Problem to solve:
In the material below, rewrite the part that opens with the line containing "Would you be able to point at the pale" and closes with the line containing "Would you be able to point at the black and", substituting "locate" for "point at" and leaving everything else as it is. Return only those lines.

Excerpts of pointing data:

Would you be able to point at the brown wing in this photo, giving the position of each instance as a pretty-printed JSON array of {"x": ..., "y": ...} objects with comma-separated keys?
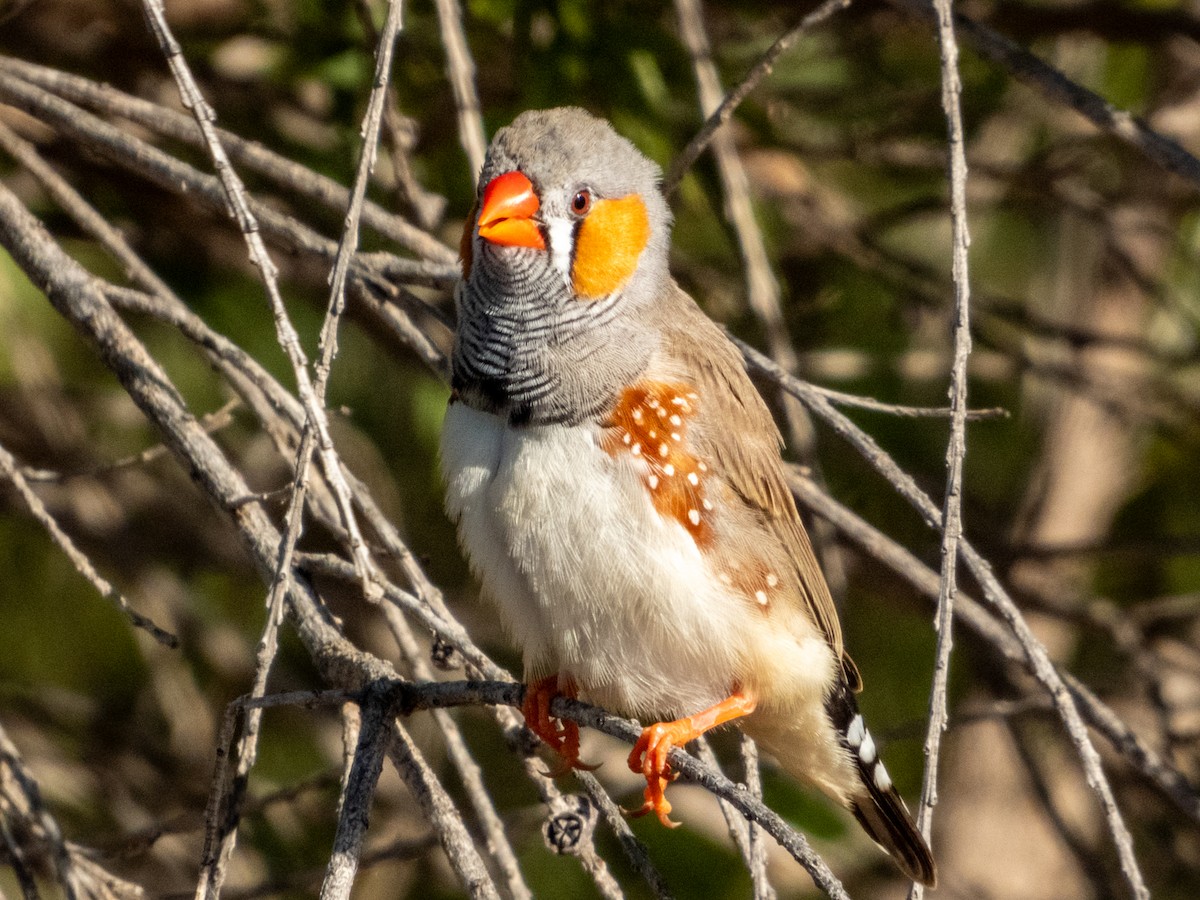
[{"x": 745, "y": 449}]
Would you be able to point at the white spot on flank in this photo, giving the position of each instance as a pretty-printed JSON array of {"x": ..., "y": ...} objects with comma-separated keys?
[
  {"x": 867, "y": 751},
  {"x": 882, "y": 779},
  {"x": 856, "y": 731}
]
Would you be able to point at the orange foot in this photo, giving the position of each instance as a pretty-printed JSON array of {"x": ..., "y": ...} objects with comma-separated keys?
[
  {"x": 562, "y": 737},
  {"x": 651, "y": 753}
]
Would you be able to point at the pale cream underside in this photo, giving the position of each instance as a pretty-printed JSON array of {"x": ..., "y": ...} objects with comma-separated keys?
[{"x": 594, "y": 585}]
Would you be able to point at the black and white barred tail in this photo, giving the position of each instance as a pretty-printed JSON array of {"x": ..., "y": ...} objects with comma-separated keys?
...
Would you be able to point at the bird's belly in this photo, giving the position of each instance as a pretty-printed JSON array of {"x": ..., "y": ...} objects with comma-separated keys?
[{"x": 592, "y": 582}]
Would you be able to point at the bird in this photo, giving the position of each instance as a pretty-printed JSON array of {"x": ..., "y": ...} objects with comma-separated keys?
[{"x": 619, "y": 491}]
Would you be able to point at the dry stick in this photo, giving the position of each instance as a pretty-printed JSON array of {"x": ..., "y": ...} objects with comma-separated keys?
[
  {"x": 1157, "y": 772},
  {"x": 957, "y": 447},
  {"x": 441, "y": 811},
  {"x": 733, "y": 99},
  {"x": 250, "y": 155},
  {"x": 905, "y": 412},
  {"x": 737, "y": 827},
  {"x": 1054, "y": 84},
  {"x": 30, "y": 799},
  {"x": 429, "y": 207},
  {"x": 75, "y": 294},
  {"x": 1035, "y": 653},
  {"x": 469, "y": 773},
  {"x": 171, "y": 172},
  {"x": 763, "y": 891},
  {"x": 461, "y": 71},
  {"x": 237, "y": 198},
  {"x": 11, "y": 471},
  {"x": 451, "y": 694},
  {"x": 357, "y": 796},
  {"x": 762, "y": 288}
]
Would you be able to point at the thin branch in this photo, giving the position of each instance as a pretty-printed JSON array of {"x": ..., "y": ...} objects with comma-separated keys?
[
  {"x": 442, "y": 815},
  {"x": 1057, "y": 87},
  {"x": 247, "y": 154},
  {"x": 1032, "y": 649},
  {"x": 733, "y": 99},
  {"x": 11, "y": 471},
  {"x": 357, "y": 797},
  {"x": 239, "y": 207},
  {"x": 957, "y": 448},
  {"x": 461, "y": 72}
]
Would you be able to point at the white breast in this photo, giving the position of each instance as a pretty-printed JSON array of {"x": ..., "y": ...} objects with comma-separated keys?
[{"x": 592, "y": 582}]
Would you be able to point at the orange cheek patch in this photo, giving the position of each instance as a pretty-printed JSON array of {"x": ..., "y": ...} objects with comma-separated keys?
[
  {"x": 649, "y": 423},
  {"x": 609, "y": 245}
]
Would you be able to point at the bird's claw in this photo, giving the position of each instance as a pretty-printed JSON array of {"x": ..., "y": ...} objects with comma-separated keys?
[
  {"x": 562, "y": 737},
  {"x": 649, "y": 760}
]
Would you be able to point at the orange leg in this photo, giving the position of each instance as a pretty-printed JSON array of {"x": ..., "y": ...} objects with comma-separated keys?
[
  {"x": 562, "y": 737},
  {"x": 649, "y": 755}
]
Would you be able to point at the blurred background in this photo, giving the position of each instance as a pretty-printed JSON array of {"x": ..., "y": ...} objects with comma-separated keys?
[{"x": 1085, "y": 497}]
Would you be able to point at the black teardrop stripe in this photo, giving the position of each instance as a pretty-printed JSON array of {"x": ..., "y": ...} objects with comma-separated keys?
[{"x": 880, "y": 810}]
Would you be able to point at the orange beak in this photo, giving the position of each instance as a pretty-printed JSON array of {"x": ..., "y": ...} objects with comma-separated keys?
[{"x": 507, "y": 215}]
...
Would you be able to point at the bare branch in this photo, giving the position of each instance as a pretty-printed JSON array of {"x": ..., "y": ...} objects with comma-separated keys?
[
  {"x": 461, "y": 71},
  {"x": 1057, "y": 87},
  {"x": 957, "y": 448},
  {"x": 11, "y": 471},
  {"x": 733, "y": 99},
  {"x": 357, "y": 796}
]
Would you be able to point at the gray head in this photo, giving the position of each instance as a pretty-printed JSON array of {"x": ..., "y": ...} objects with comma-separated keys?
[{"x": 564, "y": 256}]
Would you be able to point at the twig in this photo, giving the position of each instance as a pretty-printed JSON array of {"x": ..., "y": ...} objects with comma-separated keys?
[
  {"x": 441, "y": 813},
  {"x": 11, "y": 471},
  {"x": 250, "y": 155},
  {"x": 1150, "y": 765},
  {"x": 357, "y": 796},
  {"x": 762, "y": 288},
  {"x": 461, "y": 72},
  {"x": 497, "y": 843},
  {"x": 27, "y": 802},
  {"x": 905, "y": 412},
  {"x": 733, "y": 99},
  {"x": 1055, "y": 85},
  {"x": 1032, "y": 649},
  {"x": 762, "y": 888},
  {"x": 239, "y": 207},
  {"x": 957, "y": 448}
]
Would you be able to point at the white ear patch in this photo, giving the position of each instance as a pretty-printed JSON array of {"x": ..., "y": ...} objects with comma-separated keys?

Correct answer:
Would you be able to locate the pale cream underside in this photo, giving the position of each instance as a pretty-printed JSON array of {"x": ..., "y": ...} objects with comma-separated keys?
[{"x": 594, "y": 585}]
Would you be able to locate the black and white barred tail in this photo, giving the position of each instance as a pretty-printed JSON array of {"x": ..., "y": ...} objects with comma-separated keys?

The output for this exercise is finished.